START Document extract
Drift Away: The Healing Power Of Music

by Kevin Burton

   Let me be clear: the beat, the rock and roll beat, does not free one’s soul.  But in the secular sense it sure frees something. 

   And that’s the heart of the great 1973 song “Drift Away.”

   Lawrence Darrow Brown was born in Simonton, Texas on this day in 1940.  You know him as Dobie Gray, the voice behind the number five smash.

   No, Drift Away was not a one-hit wonder for Gray. His “The In Crowd” went to number 13 in 1965.  It’s a good tune with a good beat, but to me it’s antithetical to Drift Away.

   The In Crowd guy derives status from supposed popularity and self-importance, “spending cash, talking trash…we’ve got our own way of walking we’ve got our own way of talking,” etc. 

   I have no time for that.  That “in” is just short for insular. 

   The Drift Away guy knows from hard experience what reality is all about.
END Document extract
START Extracted entries
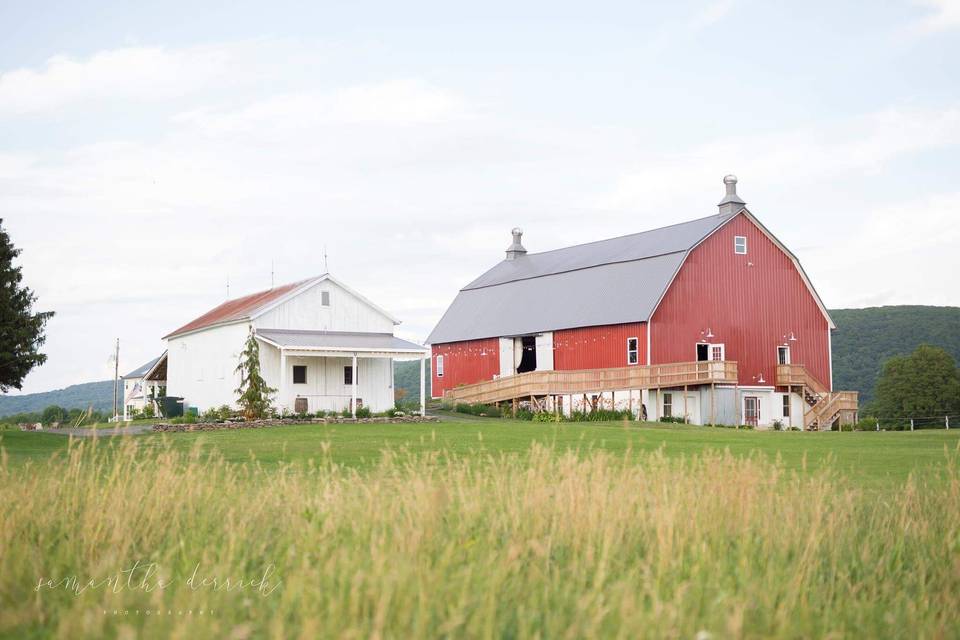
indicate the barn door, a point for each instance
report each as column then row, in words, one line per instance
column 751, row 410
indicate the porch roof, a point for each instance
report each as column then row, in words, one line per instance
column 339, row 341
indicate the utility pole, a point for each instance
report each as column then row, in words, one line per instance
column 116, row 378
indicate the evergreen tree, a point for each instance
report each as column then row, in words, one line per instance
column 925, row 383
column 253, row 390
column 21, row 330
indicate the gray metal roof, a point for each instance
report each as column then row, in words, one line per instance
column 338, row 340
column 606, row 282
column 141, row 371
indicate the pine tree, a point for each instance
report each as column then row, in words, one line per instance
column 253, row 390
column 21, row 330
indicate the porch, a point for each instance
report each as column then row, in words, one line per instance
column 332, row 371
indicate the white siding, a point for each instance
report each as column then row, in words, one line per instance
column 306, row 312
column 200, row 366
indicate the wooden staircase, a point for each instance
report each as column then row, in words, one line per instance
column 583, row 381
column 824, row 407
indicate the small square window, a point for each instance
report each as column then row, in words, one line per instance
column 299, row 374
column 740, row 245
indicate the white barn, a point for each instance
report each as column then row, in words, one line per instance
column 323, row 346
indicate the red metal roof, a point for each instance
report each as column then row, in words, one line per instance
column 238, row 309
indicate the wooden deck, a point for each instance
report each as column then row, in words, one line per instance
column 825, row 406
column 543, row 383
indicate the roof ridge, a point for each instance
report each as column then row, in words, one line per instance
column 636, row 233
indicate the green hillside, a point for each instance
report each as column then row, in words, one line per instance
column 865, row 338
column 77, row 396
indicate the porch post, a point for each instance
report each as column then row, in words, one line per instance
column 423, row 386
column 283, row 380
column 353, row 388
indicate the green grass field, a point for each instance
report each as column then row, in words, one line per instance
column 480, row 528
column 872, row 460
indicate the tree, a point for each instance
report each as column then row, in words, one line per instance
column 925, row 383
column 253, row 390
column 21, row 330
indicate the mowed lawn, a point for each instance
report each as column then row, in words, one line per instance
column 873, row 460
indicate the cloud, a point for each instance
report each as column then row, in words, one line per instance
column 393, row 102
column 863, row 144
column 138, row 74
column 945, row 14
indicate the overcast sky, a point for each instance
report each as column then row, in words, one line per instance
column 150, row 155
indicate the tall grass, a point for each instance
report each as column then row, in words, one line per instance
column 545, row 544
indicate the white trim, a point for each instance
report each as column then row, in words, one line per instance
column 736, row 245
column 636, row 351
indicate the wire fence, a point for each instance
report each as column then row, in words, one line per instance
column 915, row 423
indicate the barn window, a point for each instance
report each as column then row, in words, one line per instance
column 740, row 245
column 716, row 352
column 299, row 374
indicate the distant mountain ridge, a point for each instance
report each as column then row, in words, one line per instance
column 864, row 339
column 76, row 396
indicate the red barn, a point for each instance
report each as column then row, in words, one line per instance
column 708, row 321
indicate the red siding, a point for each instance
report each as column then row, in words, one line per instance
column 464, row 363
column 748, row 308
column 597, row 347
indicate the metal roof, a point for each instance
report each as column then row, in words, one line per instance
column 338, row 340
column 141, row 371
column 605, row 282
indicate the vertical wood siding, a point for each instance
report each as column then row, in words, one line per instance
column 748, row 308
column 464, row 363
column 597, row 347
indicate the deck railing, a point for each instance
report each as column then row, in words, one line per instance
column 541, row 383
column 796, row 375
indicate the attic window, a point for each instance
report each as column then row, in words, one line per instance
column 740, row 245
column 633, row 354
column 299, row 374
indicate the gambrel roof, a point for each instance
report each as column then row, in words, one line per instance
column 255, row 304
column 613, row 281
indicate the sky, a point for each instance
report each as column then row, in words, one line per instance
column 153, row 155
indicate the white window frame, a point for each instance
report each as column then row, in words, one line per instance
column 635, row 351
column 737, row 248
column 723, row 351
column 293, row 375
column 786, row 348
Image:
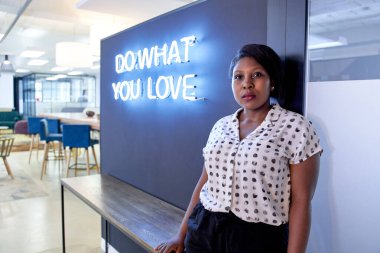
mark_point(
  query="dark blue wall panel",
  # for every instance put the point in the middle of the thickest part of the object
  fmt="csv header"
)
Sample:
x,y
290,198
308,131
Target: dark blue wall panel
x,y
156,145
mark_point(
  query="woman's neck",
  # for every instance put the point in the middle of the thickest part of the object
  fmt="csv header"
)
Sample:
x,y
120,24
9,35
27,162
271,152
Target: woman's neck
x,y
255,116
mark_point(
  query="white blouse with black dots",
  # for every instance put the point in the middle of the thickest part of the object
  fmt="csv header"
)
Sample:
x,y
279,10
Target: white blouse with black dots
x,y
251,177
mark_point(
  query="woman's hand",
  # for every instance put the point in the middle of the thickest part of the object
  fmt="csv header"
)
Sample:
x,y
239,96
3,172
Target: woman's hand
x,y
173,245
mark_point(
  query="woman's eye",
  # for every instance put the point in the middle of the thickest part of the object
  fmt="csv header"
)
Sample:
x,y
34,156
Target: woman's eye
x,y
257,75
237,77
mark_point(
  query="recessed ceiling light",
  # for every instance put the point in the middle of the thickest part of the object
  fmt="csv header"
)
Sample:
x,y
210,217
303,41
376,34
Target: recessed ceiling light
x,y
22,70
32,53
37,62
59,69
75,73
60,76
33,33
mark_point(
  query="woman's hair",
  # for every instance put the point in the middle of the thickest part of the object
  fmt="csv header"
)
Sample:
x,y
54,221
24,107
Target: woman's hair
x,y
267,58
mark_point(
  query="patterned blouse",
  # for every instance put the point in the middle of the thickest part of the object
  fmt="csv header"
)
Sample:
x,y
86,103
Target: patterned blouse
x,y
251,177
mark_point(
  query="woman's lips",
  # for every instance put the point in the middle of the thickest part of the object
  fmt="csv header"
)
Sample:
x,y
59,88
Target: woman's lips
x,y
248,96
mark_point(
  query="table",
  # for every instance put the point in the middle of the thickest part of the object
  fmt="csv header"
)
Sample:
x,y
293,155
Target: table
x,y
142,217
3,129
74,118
END Extracted entries
### Problem
According to the piece about the song "Drift Away," where was Dobie Gray born? The data is separate material with no connection to the piece about the song "Drift Away."

### Answer section
Simonton, Texas.